### [REQUIREMENTS]
Change "white pants" to "white trousers" in the stretch from the start of the items through the line containing "column 301, row 341", and give those lines again with nothing else altered.

(Dataset rows)

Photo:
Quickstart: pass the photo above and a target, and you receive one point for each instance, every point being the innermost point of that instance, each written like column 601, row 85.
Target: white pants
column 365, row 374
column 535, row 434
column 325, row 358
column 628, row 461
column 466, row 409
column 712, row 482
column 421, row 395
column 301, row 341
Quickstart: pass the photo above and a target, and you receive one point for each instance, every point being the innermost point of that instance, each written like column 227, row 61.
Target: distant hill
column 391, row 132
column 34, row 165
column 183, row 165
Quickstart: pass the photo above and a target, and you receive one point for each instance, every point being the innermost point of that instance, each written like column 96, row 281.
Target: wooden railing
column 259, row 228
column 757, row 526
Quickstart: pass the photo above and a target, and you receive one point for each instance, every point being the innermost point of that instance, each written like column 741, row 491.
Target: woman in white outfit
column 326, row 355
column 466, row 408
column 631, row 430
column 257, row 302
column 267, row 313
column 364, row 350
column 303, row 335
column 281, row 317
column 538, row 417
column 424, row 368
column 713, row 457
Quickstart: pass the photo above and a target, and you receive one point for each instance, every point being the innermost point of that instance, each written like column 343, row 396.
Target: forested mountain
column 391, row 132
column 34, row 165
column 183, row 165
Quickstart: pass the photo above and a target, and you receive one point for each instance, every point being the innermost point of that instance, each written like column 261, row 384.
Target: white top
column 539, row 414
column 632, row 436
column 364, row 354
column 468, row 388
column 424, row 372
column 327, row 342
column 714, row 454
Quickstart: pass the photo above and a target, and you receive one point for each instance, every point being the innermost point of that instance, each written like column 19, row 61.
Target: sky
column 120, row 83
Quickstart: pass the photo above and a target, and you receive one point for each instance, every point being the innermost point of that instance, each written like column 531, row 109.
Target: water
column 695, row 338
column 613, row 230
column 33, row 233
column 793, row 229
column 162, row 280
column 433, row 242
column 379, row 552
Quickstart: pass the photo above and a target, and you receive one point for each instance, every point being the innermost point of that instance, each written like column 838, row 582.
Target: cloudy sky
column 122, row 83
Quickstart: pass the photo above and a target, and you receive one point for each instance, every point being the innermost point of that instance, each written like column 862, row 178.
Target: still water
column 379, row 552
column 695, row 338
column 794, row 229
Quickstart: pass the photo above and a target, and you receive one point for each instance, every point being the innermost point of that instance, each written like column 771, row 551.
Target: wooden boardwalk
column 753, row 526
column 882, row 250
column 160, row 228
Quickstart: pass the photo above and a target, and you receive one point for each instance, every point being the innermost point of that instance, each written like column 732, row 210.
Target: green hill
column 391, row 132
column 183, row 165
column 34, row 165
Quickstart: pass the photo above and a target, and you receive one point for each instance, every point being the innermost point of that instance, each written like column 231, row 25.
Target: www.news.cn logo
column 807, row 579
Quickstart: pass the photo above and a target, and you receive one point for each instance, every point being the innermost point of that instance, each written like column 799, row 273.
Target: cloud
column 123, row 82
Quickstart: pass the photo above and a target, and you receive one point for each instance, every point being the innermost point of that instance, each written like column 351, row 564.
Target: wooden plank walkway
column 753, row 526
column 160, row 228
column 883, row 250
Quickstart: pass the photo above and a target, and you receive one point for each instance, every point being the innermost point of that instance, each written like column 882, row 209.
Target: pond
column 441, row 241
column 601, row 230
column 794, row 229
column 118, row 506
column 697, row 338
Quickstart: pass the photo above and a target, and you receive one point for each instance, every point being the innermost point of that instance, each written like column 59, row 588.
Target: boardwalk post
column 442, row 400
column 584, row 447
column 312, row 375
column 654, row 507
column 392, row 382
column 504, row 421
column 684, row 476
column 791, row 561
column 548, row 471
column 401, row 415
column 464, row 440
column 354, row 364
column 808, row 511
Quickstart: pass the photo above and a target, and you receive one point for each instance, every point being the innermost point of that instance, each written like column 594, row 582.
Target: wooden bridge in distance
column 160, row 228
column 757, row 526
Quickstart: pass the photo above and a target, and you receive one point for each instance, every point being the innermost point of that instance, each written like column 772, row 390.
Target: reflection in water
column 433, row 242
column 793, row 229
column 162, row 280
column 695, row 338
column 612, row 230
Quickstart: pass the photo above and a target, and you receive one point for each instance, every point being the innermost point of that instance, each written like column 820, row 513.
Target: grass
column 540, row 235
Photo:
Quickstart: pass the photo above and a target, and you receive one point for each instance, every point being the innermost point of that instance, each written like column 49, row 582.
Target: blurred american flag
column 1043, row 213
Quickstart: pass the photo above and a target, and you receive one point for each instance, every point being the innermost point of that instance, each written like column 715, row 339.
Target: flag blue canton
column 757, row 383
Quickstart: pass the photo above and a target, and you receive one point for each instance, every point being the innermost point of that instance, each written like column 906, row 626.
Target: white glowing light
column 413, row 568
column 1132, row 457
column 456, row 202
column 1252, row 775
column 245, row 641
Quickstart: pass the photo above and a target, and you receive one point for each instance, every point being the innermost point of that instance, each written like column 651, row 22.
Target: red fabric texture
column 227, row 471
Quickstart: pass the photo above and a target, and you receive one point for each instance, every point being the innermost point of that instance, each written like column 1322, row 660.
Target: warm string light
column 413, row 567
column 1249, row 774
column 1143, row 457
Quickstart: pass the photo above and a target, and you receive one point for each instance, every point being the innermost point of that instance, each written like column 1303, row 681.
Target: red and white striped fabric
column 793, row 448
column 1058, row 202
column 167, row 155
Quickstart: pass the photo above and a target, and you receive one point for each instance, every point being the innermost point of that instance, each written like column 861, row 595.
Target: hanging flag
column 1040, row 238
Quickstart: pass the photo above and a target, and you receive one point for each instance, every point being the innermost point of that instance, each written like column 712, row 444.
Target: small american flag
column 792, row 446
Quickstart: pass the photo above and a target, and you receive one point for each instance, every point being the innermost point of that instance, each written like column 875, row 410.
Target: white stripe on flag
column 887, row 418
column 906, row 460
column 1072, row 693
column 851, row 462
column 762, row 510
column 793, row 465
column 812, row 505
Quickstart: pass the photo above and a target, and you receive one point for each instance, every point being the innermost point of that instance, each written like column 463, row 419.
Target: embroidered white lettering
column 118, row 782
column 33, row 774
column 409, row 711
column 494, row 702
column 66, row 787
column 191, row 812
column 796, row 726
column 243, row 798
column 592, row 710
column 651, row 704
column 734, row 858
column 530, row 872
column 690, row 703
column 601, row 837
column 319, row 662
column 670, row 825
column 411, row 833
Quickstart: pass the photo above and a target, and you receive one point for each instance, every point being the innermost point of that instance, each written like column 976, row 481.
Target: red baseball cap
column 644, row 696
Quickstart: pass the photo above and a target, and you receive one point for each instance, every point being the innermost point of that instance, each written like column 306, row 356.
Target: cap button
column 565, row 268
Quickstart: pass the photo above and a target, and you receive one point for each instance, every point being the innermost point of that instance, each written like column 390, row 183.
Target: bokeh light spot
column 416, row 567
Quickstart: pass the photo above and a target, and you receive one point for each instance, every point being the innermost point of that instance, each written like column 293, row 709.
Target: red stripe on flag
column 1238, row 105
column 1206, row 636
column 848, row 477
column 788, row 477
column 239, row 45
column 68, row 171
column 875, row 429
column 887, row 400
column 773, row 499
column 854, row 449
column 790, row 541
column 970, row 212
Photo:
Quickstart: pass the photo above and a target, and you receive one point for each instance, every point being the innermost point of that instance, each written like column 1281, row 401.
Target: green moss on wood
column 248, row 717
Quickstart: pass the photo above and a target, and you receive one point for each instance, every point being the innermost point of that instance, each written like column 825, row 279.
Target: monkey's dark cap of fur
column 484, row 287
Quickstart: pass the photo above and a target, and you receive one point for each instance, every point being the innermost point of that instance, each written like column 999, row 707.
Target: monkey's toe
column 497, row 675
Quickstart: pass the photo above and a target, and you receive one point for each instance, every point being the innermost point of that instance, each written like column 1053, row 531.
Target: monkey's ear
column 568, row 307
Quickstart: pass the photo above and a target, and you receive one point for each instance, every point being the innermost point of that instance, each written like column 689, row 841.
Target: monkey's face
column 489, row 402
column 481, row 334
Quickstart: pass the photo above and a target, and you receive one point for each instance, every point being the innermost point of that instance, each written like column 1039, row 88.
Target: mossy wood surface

### [ANSWER FOR THE TASK]
Photo:
Quickstart: pass the photo above and a target, and you receive one point for each instance, every point being the innermost point of that instance, each written like column 601, row 85.
Target: white trousers
column 365, row 374
column 535, row 434
column 325, row 358
column 628, row 461
column 466, row 409
column 712, row 482
column 421, row 395
column 301, row 341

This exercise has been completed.